» WORK TO BE COMPLETED: Output only the lines below that start at the line containing "Task: list a point for each instance of the book, one" and end at the line containing "Task: list a point for each instance of the window, one", with both ends kept.

(Natural language region descriptions)

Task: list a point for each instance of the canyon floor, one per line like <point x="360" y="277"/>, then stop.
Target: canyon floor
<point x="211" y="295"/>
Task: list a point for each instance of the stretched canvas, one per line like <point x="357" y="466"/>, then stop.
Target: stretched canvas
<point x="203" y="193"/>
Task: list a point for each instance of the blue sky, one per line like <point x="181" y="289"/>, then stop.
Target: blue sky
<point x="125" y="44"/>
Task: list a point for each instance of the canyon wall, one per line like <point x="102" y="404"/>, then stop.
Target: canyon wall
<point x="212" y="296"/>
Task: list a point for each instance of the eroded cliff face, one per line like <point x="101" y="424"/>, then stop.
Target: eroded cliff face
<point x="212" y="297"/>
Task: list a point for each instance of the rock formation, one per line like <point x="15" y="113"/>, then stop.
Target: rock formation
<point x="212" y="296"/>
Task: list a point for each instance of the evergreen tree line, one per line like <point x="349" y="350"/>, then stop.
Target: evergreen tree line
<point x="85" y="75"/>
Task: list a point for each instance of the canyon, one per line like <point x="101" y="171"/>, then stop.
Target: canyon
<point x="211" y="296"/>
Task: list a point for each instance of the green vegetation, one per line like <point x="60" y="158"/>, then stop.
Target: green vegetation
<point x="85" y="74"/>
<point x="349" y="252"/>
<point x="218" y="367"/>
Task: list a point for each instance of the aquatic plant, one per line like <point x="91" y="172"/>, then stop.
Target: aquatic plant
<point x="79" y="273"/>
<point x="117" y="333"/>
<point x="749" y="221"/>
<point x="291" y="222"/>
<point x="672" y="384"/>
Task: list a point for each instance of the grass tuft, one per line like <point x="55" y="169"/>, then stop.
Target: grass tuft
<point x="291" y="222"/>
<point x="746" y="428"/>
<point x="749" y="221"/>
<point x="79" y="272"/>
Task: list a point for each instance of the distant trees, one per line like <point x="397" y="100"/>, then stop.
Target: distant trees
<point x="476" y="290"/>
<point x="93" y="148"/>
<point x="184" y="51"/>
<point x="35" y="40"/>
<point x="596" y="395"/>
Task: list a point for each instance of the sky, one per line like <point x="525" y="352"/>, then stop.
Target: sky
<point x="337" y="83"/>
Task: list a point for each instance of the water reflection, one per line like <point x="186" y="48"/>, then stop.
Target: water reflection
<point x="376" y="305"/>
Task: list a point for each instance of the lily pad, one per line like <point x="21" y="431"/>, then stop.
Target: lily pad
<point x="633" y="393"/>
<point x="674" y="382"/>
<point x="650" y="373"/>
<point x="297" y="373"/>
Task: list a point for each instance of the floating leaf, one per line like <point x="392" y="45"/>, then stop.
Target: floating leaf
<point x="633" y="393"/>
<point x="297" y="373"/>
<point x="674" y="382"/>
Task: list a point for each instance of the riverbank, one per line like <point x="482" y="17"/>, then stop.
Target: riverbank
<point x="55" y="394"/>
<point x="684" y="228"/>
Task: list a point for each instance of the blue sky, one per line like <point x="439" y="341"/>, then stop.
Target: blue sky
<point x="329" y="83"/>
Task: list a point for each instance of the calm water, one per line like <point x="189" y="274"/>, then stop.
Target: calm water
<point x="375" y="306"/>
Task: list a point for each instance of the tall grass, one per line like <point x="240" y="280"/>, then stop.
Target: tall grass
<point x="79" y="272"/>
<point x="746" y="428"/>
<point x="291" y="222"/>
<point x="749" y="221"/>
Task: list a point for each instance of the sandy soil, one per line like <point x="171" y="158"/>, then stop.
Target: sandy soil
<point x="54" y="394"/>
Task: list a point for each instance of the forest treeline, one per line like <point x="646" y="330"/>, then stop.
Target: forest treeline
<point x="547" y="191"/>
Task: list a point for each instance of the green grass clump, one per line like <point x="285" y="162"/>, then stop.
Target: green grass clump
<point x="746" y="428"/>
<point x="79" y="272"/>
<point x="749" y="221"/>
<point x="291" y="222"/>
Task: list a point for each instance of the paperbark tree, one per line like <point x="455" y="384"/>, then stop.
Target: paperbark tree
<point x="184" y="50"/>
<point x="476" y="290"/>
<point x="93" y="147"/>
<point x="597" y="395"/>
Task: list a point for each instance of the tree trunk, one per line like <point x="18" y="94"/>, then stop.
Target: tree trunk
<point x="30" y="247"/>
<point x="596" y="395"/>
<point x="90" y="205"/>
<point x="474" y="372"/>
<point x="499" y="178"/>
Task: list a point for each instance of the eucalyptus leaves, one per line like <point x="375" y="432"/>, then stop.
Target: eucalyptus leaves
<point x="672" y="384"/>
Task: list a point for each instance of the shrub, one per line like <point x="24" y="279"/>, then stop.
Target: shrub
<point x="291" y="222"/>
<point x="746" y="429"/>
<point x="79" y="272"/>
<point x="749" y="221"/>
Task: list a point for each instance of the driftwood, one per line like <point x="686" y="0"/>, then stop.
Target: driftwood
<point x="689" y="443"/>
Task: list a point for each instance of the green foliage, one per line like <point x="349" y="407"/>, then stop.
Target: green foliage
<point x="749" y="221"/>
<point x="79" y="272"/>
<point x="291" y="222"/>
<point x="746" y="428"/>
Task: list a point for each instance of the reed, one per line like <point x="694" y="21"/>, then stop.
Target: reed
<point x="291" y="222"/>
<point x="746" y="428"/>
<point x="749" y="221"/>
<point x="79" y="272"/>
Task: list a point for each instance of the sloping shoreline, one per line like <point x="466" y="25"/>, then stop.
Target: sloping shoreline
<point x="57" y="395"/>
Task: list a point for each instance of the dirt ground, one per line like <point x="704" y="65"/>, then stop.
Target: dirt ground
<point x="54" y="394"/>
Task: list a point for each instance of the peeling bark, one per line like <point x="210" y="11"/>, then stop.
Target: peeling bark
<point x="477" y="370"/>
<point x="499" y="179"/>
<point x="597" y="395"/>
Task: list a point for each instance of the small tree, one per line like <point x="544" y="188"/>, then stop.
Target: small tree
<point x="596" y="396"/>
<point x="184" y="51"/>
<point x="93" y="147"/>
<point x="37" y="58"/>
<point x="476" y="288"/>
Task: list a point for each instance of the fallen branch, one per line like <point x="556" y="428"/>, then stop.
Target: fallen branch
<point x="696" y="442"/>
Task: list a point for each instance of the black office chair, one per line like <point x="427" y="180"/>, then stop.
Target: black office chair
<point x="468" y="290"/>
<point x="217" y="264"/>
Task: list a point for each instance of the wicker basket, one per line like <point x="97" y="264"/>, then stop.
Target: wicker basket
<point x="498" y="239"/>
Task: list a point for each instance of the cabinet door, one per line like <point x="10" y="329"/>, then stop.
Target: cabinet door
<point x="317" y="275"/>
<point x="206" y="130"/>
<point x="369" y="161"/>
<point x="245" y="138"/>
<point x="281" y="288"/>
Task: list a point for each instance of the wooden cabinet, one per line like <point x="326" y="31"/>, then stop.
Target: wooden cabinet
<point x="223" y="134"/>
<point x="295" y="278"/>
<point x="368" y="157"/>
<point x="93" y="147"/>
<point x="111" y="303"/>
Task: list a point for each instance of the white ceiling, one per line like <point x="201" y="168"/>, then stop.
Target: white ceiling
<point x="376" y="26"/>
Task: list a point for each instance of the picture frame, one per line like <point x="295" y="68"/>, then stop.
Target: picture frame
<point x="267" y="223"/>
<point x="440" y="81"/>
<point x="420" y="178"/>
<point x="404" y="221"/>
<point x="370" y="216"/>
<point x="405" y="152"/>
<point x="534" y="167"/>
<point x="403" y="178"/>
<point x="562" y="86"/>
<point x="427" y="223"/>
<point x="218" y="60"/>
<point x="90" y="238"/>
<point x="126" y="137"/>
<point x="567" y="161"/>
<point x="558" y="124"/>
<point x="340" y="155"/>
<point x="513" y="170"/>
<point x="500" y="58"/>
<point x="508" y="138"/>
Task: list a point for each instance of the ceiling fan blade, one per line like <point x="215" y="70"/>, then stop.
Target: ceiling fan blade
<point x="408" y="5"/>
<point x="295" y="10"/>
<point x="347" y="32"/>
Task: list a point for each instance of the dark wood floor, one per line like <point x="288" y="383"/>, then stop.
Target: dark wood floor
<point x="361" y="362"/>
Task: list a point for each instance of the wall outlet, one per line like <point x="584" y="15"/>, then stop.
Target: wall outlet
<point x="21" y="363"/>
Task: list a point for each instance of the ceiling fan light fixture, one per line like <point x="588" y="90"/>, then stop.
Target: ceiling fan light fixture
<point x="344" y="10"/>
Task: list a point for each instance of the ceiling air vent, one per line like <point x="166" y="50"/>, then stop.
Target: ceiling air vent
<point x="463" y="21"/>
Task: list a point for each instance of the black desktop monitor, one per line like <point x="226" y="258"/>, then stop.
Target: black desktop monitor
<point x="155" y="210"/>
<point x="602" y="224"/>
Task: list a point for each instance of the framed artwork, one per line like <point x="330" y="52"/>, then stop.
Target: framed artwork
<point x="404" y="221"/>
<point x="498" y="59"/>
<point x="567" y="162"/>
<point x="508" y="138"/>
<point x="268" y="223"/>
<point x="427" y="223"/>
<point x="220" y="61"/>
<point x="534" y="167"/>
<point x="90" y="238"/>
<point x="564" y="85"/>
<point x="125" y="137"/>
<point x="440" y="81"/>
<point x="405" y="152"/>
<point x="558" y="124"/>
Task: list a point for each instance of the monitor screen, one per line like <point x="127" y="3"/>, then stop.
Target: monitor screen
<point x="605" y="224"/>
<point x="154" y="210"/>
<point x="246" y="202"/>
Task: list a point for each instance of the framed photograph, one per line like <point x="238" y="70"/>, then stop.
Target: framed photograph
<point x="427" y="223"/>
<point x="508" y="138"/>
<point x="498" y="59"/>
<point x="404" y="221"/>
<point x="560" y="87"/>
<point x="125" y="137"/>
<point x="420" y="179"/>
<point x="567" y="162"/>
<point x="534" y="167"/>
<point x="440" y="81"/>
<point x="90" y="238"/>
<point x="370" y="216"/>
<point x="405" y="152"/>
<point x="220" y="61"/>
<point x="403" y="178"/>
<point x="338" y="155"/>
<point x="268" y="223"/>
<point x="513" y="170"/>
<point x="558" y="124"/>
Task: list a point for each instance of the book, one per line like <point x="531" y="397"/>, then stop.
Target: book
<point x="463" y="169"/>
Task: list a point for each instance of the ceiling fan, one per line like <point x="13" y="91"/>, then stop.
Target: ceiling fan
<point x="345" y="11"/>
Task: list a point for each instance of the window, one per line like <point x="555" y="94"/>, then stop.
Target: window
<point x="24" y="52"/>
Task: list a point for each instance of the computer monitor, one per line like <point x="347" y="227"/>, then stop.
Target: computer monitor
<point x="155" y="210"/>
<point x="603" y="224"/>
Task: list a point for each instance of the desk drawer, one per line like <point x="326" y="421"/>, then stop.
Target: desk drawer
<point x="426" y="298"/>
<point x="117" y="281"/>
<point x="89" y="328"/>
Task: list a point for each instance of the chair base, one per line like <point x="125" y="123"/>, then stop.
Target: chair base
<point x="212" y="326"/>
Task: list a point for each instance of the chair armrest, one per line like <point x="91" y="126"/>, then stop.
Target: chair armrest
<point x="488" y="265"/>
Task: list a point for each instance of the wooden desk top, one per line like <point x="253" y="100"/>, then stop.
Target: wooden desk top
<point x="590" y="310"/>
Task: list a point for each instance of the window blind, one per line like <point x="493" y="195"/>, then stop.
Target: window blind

» YOUR RESPONSE:
Task: list a point for each instance of the book, one per line like <point x="531" y="397"/>, then stop.
Target: book
<point x="463" y="169"/>
Task: list a point for each instance of the ceiling fan, one per line like <point x="13" y="91"/>, then stop.
Target: ceiling fan
<point x="345" y="11"/>
Task: list a point for each instance of the window, one per line like <point x="555" y="94"/>, then stop.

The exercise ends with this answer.